Could you return, word for word, the part of the passage on Hegel and subjectivation that opens with the words containing "Thus, the phenomenology" and closes with "often very different."?

» Passage for review:
☆ ☆ ☆ ☆ ☆

But all of this is fine and dandy. It’s not the type of politics that I think we need. Personally, I lean towards a communist mode of resistance that is grounded in the creation of a new party, and not the resignation or quitting the system. What I am more interested in is this idea of how subjectivation will be built around therapy and not around the negation of the existing order in the future, or rather, in the time after the future, which is now.
In Hegel’s speculative philosophy, we find a certain therapeutic process of subjectivation, but it follows a much wider and more varied road. Of course this is not the place to write such a paper or study–Hegel’s therapeutic movement of spirit–but perhaps such a study should be written. Let’s start with a few brief thoughts.
Hegel writes in the Phenomenology of Spirit:
The Phenomenology is not a teleological development towards the reconciliation of all oppositions between consciousness and its objects, to the abolition of ‘natural’ consciousness as such, but a speculative presentation of the perceptual deformations of natural consciousness (Phenomenology, 159 – 160).
The need for a phenomenology of natural consciousness is justified as one of the determinations of substance, but in modern times, the abstract form of thought is, “already prepared” as Hegel says. The problem is arises because the universal does not emerge from the concrete, but:
The labour [of bringing about the universal] consists not so much of purifying the individual from an immediate sensuous mode and making him into a thought and thinking substance, but more in the opposite in actualizing and inspiring the universal by removing, fixed, determinate thoughts (Phenomenology, 302).
Thus, the phenomenology is about bringing fixed thoughts into fluidity. As Jean-Luc Nancy points out, when Hegel says “We”, he is speaking to the philosopher, and he is also speaking to the very movement of spirit, which is a universal movement and also a birth of new modes of subjectivity. The concept of subjectivation in Hegel is multi-layered, historically determined, and highly complex, if not also very contradicting. For example, what he says in the Jena Lectures compared to the Phenomenology, and in the System of Ethical Life are all often very different.
What Nancy stresses in his excellent book on Hegel, Hegel: The Restlessness of the Negative, is that the passing away of spirit is based in relieving consciousness. Indeed, this is what the history of spirit is about. What’s essential in this movement is that the ego has to be induced to give up the fixity of its self-positing, not by leaving itself out, but by giving itself up. As Gillian Rose points out, it is about giving up the idea that determination is merely differentiation, a creation and extension of the ego.
So we find Hegel’s movement of spirit, the realization of the consciousness always follows a path of despair that “is not negative, because while natural consciousness may not grasp the necessary connection between its first and subsequent objects, we can grasp it, and hence the experience is formative for us” (Phenomenology, 163). As Hegel says:
To know fully the determination of consciousness, what is posited must be known as having an immediate being too, not as put there by us, but as what determines itself as us and is there in the determination (Phenomenology, 194).

☆ ☆ ☆ ☆ ☆

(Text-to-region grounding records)
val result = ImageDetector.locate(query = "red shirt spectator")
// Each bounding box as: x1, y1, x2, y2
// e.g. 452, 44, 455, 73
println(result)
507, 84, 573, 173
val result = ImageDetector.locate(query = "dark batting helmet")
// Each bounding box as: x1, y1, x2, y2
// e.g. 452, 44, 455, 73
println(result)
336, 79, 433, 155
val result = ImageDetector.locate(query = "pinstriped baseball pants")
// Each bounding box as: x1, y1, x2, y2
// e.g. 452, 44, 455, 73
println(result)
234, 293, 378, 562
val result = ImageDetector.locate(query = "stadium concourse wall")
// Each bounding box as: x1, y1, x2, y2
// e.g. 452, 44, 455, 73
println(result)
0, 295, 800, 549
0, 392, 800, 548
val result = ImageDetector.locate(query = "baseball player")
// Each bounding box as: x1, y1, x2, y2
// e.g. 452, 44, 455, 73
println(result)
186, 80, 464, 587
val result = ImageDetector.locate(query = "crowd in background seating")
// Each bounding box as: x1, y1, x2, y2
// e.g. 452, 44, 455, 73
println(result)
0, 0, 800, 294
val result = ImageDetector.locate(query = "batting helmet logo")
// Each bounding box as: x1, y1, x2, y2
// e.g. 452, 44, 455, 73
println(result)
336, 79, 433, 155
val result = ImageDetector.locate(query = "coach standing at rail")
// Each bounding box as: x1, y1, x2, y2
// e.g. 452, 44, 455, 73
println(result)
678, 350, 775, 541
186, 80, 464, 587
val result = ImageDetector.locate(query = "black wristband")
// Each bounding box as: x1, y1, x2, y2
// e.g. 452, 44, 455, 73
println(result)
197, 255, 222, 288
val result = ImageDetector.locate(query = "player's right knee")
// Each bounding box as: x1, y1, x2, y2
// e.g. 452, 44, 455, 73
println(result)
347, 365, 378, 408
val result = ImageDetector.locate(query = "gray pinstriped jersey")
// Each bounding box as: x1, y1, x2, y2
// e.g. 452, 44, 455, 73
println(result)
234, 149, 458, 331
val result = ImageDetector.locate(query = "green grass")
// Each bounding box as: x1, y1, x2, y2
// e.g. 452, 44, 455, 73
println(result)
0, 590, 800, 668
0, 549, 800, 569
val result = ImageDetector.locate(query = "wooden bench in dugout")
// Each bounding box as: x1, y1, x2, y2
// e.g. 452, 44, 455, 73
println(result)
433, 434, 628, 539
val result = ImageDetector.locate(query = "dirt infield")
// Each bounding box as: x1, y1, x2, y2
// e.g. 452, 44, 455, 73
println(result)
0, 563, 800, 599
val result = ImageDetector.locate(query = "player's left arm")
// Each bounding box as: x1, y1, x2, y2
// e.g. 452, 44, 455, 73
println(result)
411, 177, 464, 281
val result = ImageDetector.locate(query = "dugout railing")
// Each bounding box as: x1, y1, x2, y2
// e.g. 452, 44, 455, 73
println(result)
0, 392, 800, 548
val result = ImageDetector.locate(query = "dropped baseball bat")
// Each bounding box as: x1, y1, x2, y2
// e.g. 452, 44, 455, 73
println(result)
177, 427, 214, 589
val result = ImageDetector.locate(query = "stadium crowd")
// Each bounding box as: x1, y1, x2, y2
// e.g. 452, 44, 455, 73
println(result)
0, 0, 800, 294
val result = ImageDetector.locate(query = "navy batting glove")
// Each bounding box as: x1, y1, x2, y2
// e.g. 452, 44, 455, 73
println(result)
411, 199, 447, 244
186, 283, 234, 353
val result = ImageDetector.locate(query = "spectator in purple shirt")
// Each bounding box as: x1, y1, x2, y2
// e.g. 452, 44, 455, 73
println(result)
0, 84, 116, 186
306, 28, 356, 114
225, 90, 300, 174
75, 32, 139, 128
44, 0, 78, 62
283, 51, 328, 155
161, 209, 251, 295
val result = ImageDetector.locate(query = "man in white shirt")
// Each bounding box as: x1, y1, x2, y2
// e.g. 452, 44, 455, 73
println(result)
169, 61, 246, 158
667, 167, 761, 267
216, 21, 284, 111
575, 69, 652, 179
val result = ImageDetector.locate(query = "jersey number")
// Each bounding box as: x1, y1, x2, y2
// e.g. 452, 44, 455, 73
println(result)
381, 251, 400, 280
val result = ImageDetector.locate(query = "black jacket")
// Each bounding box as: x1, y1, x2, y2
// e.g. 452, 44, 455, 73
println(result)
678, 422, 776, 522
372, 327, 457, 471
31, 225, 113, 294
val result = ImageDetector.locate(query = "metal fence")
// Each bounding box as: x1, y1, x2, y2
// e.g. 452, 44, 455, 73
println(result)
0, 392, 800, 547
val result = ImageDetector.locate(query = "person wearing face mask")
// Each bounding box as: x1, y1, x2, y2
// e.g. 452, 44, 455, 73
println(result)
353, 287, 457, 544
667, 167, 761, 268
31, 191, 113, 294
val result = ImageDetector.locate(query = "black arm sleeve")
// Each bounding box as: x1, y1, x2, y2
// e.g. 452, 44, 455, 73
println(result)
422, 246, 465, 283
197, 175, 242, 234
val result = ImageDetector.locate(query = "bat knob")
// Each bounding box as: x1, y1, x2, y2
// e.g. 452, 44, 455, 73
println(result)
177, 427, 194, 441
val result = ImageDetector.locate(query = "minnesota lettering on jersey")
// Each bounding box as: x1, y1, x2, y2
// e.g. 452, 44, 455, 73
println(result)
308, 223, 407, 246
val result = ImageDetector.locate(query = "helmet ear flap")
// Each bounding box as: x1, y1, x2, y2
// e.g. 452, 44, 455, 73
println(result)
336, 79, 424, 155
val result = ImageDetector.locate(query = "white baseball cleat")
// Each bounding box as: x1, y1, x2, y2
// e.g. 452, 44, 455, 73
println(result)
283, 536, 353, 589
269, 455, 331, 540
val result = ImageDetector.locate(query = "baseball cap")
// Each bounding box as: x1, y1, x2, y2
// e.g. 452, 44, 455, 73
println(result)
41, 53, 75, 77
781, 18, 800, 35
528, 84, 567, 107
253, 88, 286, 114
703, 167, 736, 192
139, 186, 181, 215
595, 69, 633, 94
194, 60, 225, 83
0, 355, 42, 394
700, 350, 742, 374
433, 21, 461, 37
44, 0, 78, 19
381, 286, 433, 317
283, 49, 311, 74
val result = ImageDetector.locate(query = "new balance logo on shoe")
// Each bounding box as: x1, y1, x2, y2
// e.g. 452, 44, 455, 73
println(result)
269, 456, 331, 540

☆ ☆ ☆ ☆ ☆

» Answer to the problem:
Thus, the phenomenology is about bringing fixed thoughts into fluidity. As Jean-Luc Nancy points out, when Hegel says “We”, he is speaking to the philosopher, and he is also speaking to the very movement of spirit, which is a universal movement and also a birth of new modes of subjectivity. The concept of subjectivation in Hegel is multi-layered, historically determined, and highly complex, if not also very contradicting. For example, what he says in the Jena Lectures compared to the Phenomenology, and in the System of Ethical Life are all often very different.